SOURCE:
+--

Abbasian, Kaveh (2016) Shi’i Islam and Iranian National Identity in Morteza Avini’s War Documentaries. In: Culture and Cultural Production in Iran: Past and Present-Conference, 17-19 June 2016, University of St Andrews, UK. (Unpublished) (The full text of this publication is not currently available from this repository. You may be able to access a copy if URLs are provided) (KAR id:88906)

The full text of this publication is not currently available from this repository. You may be able to access a copy if URLs are provided.

Abstract

Shortly after the 1979 Iranian revolution, the new Islamic rulers initiated a nation-wide campaign of purification of cinema, closing down cinema venues and banning a large number of cinema professionals from working. The state aimed for an independent domestic cinema with Islamic and educational content in service of reshaping the Iranian national identity. Soon many young non-professional Islamic revolutionaries started making their own state-funded ideological films.

+--

Excerpts of pointing data:
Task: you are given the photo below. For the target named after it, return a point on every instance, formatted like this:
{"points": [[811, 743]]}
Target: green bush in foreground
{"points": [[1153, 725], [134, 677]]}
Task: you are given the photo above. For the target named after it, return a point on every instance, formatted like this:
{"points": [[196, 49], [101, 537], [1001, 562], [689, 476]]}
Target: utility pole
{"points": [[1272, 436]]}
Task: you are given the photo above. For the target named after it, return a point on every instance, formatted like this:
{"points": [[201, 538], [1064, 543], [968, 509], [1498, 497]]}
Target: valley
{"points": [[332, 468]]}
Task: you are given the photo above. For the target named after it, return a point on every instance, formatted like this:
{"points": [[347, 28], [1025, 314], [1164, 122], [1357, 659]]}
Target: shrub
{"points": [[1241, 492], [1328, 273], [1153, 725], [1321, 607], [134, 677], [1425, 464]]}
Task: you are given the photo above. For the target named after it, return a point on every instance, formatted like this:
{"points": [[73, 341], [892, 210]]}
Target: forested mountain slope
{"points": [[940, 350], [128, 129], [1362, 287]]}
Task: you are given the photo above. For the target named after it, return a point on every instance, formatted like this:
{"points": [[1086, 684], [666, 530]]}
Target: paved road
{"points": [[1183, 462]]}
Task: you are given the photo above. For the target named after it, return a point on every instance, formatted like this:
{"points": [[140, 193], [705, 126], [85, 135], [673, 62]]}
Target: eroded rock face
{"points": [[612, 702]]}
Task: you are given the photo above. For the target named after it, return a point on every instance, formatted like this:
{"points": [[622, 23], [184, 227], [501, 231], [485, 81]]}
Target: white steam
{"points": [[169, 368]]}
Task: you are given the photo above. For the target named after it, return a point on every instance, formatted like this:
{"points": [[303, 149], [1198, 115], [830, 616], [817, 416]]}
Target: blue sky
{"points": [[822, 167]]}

+--

TASK INSTRUCTIONS:
Answer these questions from the listing on Morteza Avini's war documentaries:
1. At which university was the conference held?
2. In what year did the Iranian revolution take place, after which the new rulers began purifying cinema?
3. Who soon started making their own state-funded ideological films?

TASK ANSWER:
1. The University of St Andrews, UK.
2. 1979.
3. Many young non-professional Islamic revolutionaries.